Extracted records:
* * *

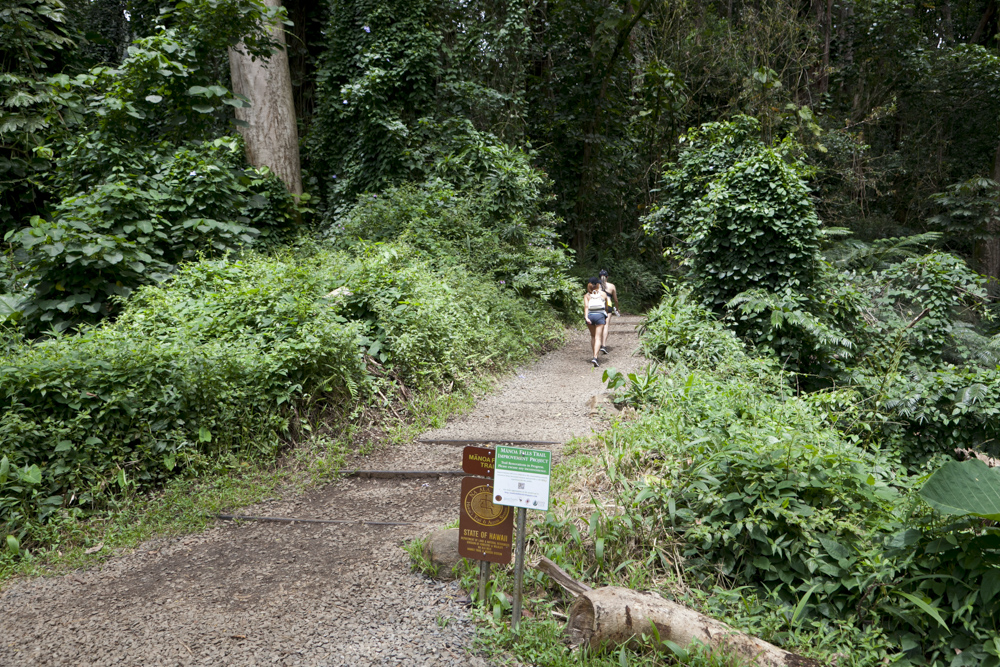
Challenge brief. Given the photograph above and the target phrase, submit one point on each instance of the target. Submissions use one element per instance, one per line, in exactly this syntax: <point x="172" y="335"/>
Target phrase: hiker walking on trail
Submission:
<point x="594" y="313"/>
<point x="610" y="291"/>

* * *

WHAT IS BEING ASKED: Rewrite all of the data above as a numbered list with one line per item and no blank lines. Leave out the pictures.

SOLUTION:
1. Challenge brief. Given the photograph above and the target phrase, submit one point on each instance of the target. Submissions use one element per instance, one per line, in exactly this syntax: <point x="172" y="335"/>
2. Target phrase: hiker walking on trail
3. Submission:
4. <point x="594" y="313"/>
5. <point x="610" y="291"/>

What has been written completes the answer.